WORK ITEM —
Go through the entries and copy every line that has the string "below" in it.

··· ENTRIES SUPPLIED ···

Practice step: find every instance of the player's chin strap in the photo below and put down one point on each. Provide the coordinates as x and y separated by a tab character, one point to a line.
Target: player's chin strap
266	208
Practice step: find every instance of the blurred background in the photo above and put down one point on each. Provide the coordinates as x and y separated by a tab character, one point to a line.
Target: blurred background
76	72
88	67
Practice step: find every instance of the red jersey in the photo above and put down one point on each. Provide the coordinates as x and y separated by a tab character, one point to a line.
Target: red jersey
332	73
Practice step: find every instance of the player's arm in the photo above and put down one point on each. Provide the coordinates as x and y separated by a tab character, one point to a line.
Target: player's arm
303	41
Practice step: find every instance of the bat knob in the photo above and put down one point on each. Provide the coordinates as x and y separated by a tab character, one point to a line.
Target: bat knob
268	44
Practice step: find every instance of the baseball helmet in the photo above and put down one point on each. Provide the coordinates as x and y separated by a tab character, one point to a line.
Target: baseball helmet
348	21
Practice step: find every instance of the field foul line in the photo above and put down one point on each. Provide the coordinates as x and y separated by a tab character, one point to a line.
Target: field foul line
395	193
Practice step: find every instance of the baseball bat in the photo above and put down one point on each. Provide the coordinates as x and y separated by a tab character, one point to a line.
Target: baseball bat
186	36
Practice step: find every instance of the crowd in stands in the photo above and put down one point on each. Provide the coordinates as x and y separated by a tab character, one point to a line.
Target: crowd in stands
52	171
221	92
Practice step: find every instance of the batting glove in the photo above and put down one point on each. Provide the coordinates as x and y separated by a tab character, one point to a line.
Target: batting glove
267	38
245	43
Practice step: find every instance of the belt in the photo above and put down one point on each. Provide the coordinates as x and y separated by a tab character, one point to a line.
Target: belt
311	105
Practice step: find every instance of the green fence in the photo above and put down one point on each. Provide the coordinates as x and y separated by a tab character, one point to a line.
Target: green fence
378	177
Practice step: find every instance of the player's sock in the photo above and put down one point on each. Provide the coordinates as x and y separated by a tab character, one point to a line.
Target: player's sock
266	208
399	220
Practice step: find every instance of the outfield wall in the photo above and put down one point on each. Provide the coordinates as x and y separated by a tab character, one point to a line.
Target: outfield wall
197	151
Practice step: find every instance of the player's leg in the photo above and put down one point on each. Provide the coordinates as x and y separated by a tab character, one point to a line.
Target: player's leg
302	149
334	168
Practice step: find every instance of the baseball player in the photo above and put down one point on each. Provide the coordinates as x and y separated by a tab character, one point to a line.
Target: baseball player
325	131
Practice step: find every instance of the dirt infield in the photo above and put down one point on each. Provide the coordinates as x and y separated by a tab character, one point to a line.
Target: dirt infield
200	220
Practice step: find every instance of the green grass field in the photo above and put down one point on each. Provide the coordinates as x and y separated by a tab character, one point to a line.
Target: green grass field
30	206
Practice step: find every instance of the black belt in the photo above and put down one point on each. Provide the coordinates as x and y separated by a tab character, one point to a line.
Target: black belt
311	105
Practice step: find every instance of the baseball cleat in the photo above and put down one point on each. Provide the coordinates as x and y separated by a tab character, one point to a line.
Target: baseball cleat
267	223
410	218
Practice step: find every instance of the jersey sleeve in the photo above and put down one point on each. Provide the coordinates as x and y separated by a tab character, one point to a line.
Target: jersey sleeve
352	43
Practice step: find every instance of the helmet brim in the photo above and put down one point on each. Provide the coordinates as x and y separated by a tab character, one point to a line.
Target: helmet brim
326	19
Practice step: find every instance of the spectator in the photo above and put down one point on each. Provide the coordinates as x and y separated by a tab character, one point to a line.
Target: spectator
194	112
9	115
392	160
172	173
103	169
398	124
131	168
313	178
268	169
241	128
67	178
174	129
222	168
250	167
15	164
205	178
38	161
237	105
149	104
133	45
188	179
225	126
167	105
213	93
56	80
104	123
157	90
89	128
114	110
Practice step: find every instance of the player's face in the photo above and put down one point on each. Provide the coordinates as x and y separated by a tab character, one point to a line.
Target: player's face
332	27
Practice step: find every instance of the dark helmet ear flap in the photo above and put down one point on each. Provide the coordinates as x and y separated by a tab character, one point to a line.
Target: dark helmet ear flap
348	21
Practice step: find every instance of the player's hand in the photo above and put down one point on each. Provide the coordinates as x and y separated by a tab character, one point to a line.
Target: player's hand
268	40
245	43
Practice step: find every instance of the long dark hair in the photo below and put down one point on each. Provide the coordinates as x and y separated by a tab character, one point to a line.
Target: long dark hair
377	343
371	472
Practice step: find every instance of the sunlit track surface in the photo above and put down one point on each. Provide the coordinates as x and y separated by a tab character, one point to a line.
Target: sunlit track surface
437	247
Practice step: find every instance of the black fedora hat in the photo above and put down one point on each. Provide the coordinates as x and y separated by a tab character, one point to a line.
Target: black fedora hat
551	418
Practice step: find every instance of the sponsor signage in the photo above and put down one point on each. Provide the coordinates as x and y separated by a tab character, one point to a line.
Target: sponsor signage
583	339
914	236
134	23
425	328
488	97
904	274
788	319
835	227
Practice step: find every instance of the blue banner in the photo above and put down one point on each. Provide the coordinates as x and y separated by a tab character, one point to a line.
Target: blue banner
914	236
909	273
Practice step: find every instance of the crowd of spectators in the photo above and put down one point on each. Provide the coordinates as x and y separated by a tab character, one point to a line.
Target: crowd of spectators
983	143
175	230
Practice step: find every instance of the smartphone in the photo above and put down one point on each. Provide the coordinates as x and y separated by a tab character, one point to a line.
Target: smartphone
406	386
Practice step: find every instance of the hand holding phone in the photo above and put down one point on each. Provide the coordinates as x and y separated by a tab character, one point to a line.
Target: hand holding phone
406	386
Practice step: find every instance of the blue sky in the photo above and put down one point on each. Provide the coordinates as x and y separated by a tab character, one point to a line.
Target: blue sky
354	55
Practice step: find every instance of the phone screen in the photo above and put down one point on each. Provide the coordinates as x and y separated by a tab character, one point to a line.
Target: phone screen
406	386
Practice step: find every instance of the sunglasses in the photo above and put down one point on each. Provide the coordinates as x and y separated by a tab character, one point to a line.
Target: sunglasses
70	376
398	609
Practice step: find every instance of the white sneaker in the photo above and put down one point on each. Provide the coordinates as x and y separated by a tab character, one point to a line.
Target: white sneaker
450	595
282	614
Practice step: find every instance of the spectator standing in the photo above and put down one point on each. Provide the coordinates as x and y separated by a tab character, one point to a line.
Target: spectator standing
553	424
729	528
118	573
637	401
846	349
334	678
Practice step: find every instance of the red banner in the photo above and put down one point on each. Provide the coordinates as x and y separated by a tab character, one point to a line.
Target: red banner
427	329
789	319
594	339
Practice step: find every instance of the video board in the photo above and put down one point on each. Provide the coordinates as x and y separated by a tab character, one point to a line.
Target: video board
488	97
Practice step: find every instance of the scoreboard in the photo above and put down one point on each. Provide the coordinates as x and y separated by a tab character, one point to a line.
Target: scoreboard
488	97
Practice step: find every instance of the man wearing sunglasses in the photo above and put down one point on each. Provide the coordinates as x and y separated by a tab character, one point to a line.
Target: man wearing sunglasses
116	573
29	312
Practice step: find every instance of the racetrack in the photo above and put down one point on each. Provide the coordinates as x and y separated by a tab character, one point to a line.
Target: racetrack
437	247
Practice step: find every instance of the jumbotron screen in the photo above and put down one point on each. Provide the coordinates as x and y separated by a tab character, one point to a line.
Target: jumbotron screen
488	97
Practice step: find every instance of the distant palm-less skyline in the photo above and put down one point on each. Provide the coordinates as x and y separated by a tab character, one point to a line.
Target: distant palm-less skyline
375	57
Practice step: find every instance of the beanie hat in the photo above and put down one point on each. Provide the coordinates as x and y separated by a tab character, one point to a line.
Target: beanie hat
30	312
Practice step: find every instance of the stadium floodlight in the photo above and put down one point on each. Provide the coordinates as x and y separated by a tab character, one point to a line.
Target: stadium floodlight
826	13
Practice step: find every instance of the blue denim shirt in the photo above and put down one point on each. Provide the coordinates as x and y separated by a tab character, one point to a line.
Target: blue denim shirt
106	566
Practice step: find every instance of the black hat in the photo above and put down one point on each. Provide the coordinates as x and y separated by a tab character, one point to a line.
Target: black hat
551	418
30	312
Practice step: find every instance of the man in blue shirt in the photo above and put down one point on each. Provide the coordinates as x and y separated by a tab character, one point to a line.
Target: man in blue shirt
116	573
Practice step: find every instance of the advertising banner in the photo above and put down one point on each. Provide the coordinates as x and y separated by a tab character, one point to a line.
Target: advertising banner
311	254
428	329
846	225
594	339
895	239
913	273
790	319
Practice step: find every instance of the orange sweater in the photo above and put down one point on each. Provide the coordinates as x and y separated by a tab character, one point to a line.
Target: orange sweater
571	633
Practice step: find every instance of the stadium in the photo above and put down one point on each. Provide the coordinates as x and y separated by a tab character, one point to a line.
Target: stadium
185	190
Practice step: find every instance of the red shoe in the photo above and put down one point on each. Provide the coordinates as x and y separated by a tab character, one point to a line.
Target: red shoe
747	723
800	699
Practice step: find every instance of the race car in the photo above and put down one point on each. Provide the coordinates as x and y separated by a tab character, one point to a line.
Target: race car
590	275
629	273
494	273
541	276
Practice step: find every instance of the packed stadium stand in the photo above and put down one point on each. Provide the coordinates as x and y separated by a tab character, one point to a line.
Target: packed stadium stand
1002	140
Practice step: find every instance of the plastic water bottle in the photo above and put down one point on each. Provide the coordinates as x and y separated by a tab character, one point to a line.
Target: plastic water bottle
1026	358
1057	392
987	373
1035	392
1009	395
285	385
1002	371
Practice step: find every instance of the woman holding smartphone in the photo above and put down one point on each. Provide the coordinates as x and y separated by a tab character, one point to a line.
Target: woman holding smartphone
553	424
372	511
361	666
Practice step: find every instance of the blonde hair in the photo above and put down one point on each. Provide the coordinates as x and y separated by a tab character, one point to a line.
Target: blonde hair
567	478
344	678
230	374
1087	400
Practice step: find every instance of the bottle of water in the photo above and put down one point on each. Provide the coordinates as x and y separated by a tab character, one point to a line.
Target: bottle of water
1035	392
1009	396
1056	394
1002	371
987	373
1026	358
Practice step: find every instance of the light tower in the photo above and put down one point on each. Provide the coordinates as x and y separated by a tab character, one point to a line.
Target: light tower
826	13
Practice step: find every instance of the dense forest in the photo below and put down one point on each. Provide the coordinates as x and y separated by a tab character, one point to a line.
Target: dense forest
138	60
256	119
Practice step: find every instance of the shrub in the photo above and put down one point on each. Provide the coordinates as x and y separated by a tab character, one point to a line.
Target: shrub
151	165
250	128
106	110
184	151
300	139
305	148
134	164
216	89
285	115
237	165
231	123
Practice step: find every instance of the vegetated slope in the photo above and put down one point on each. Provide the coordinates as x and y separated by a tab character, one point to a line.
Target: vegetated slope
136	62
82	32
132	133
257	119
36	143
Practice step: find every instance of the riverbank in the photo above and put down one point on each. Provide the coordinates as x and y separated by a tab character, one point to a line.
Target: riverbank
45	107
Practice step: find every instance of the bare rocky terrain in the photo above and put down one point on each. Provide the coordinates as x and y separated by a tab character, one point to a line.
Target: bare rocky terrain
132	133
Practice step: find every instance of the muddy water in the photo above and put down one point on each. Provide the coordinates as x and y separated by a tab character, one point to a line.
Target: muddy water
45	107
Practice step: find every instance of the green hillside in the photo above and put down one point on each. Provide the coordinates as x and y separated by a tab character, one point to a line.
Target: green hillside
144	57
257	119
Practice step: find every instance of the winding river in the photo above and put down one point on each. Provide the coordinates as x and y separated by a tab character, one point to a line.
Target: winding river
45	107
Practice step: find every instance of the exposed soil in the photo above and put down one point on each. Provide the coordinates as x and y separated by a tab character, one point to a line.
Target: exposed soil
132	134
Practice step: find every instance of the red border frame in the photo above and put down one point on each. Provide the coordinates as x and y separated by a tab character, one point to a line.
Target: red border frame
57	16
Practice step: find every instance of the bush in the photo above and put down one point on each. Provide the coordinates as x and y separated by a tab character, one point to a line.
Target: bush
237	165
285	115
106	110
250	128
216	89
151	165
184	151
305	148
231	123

···

TASK RESPONSE —
Practice step: find every instance of the player's chin strap in the photo below and put down one point on each. Provide the coordinates as x and y separated by a tab character, one point to a line.
Practice step: find every instance of the long dark hair in the photo below and put down one point on each. Provide the coordinates as x and y separated by a tab character, one point to a line.
Practice step: find every instance of the dense forest in the photo below and put down one point on each. Provide the coordinates as x and y separated by a tab character, one point to a line.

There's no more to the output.